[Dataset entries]
..............................

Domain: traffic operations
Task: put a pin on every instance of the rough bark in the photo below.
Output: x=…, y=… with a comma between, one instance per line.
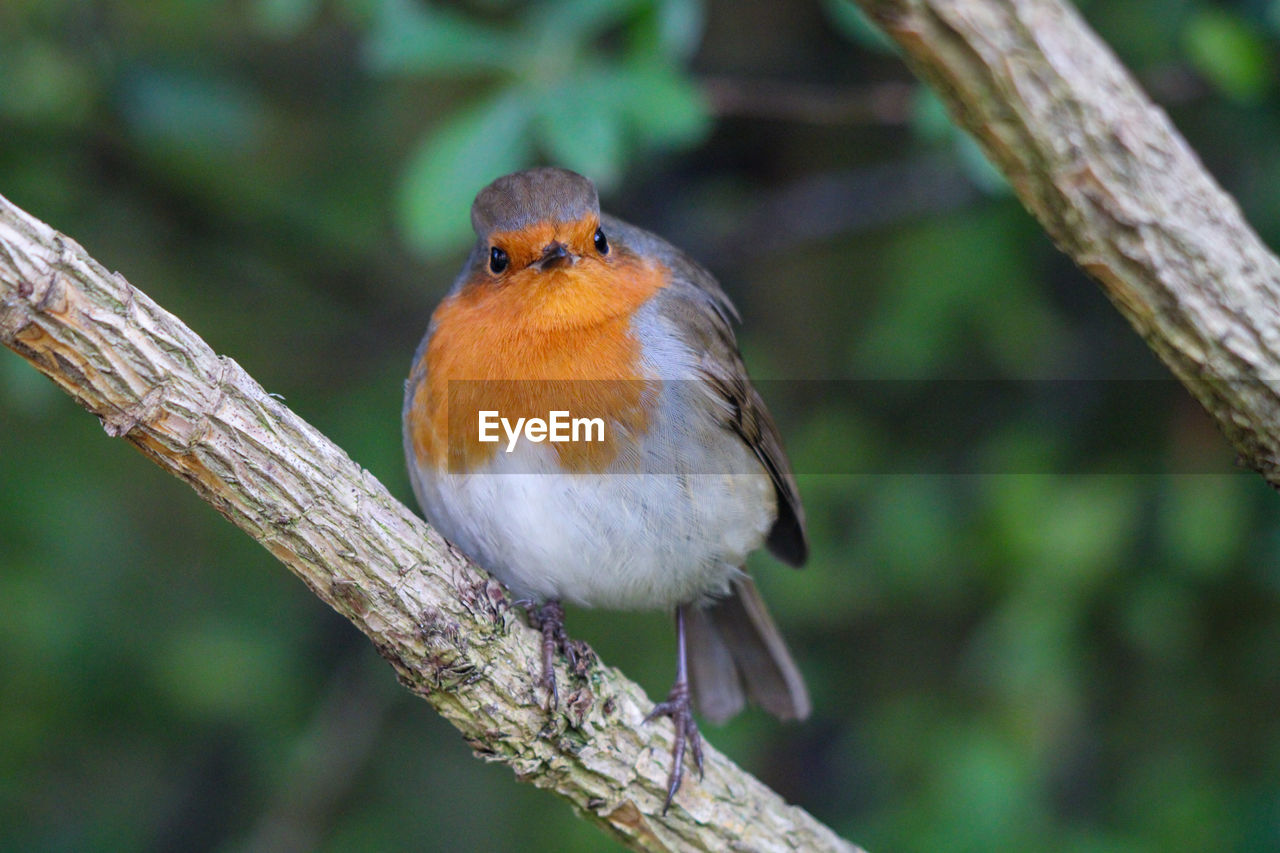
x=446, y=628
x=1118, y=190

..............................

◆ WRITTEN EXERCISE
Write the listing above out again exactly, dropping each image.

◆ SOLUTION TO THE PROBLEM
Domain: traffic operations
Task: put a pin on every instance of the rough bark in the photo below.
Output: x=…, y=… with a comma between, one instance per line.
x=446, y=628
x=1118, y=190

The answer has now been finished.